WHAT YOU SHOULD DO | In the lines below, swap every "printed one per line" for "with each object on its own line" and write the lines out again with nothing else altered.

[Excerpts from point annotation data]
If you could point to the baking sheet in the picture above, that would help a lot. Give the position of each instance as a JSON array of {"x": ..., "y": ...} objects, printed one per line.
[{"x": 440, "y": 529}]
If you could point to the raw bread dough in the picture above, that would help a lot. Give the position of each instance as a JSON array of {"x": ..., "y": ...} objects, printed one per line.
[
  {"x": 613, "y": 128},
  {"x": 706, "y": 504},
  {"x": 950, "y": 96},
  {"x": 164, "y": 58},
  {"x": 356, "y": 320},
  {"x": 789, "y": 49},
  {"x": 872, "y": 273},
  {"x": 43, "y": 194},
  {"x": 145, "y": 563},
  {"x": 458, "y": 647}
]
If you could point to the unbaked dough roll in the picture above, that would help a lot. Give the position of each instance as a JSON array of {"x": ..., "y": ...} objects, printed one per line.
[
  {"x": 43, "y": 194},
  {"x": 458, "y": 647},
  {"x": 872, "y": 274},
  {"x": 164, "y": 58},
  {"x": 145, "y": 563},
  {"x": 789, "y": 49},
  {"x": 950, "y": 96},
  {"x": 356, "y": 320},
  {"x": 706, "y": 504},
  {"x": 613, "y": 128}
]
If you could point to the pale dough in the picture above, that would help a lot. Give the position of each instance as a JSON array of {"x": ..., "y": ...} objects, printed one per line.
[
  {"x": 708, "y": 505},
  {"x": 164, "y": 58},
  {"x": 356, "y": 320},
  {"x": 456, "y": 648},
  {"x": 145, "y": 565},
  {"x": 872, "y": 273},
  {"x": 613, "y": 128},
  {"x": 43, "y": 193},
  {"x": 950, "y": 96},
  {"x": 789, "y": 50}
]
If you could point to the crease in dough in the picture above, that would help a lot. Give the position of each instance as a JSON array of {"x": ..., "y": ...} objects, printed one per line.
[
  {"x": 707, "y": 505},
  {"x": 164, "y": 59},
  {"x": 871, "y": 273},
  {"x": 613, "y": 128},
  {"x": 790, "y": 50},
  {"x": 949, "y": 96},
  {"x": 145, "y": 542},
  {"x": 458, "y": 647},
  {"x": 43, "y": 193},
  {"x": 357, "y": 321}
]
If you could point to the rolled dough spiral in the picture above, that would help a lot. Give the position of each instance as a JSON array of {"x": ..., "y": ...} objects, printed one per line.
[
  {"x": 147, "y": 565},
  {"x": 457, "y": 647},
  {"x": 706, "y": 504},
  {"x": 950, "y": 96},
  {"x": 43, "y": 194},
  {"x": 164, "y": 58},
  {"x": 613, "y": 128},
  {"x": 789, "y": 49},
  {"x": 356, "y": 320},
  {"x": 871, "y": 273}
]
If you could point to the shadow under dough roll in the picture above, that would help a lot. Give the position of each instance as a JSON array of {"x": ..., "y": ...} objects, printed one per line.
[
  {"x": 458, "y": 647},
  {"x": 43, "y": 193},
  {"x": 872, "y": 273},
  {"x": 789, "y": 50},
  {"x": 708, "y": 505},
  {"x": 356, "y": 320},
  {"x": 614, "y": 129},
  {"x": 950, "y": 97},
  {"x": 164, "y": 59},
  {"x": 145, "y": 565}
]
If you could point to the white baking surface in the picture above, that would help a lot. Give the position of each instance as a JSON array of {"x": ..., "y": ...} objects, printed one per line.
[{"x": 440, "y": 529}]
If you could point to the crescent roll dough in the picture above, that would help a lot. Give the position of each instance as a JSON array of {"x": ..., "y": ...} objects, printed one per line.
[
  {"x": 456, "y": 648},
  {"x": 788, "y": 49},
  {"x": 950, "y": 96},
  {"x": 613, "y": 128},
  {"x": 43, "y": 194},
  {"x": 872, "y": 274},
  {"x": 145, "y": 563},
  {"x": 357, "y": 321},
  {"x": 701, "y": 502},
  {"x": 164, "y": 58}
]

EXERCISE ANSWER |
If you could point to the baking sheet in the picture above, that would help a lot. Give the position of each instance as a JSON array of {"x": ..., "y": ...} objects, with each object on its own line.
[{"x": 440, "y": 529}]
If you could point to the raw bread dough in the picture above, that would help a lot. Give the position of each instance as a JSON array of {"x": ..., "y": ...} objects, with each object on its own line.
[
  {"x": 613, "y": 128},
  {"x": 706, "y": 504},
  {"x": 950, "y": 96},
  {"x": 164, "y": 58},
  {"x": 356, "y": 320},
  {"x": 789, "y": 49},
  {"x": 872, "y": 273},
  {"x": 43, "y": 194},
  {"x": 145, "y": 563},
  {"x": 458, "y": 647}
]
If you could point to the unbaked dough roll in the picture above, that would help a lot. Give the position of each instance as a JSON array of {"x": ..., "y": ...} objects, with each object on its own line.
[
  {"x": 43, "y": 194},
  {"x": 458, "y": 647},
  {"x": 872, "y": 274},
  {"x": 164, "y": 58},
  {"x": 145, "y": 563},
  {"x": 789, "y": 49},
  {"x": 950, "y": 96},
  {"x": 356, "y": 320},
  {"x": 706, "y": 504},
  {"x": 613, "y": 128}
]
If you could point to the pale dough in the picture above, that would help a lot. Give the position of each instance as a JSON array of {"x": ..., "y": ...} objects, with each object on its own line.
[
  {"x": 708, "y": 505},
  {"x": 164, "y": 58},
  {"x": 356, "y": 320},
  {"x": 456, "y": 648},
  {"x": 145, "y": 565},
  {"x": 872, "y": 273},
  {"x": 613, "y": 128},
  {"x": 43, "y": 193},
  {"x": 950, "y": 96},
  {"x": 789, "y": 50}
]
If you could point to the crease in dough in the picture above, that would help a lot. Give the position of each instance as a JSON array of {"x": ..., "y": ...} objects, with each object on its own line.
[
  {"x": 707, "y": 505},
  {"x": 164, "y": 59},
  {"x": 871, "y": 273},
  {"x": 613, "y": 128},
  {"x": 790, "y": 50},
  {"x": 949, "y": 96},
  {"x": 145, "y": 542},
  {"x": 458, "y": 647},
  {"x": 43, "y": 193},
  {"x": 357, "y": 321}
]
If you could point to the rolled dough spiral in the picture above, that would help a lot. Give the position of each instance as a JSON array of {"x": ..., "y": ...} objects, with each object on its own line.
[
  {"x": 147, "y": 565},
  {"x": 457, "y": 647},
  {"x": 706, "y": 504},
  {"x": 950, "y": 96},
  {"x": 43, "y": 194},
  {"x": 164, "y": 58},
  {"x": 613, "y": 128},
  {"x": 789, "y": 49},
  {"x": 356, "y": 320},
  {"x": 871, "y": 273}
]
If you could point to the shadow under dough roll in the picture above, that would help a lot. Give the position of each instance as a JSON array of {"x": ..., "y": ...} objects, with each object on its own line.
[
  {"x": 458, "y": 647},
  {"x": 43, "y": 193},
  {"x": 872, "y": 273},
  {"x": 789, "y": 50},
  {"x": 708, "y": 505},
  {"x": 356, "y": 320},
  {"x": 614, "y": 129},
  {"x": 950, "y": 97},
  {"x": 164, "y": 59},
  {"x": 145, "y": 565}
]
If you could point to the white baking surface in the picture above, that would help a lot. Give the position of each instance as a JSON array of {"x": ..., "y": ...} objects, with each object on its own line.
[{"x": 440, "y": 529}]
If you could point to the crescent roll dough in the picture above, that would help a lot. Give the position of each instance as a JSON array of {"x": ..., "y": ...} objects, with each object on its own line.
[
  {"x": 456, "y": 648},
  {"x": 788, "y": 49},
  {"x": 950, "y": 96},
  {"x": 613, "y": 128},
  {"x": 43, "y": 194},
  {"x": 872, "y": 274},
  {"x": 145, "y": 563},
  {"x": 357, "y": 321},
  {"x": 701, "y": 502},
  {"x": 164, "y": 58}
]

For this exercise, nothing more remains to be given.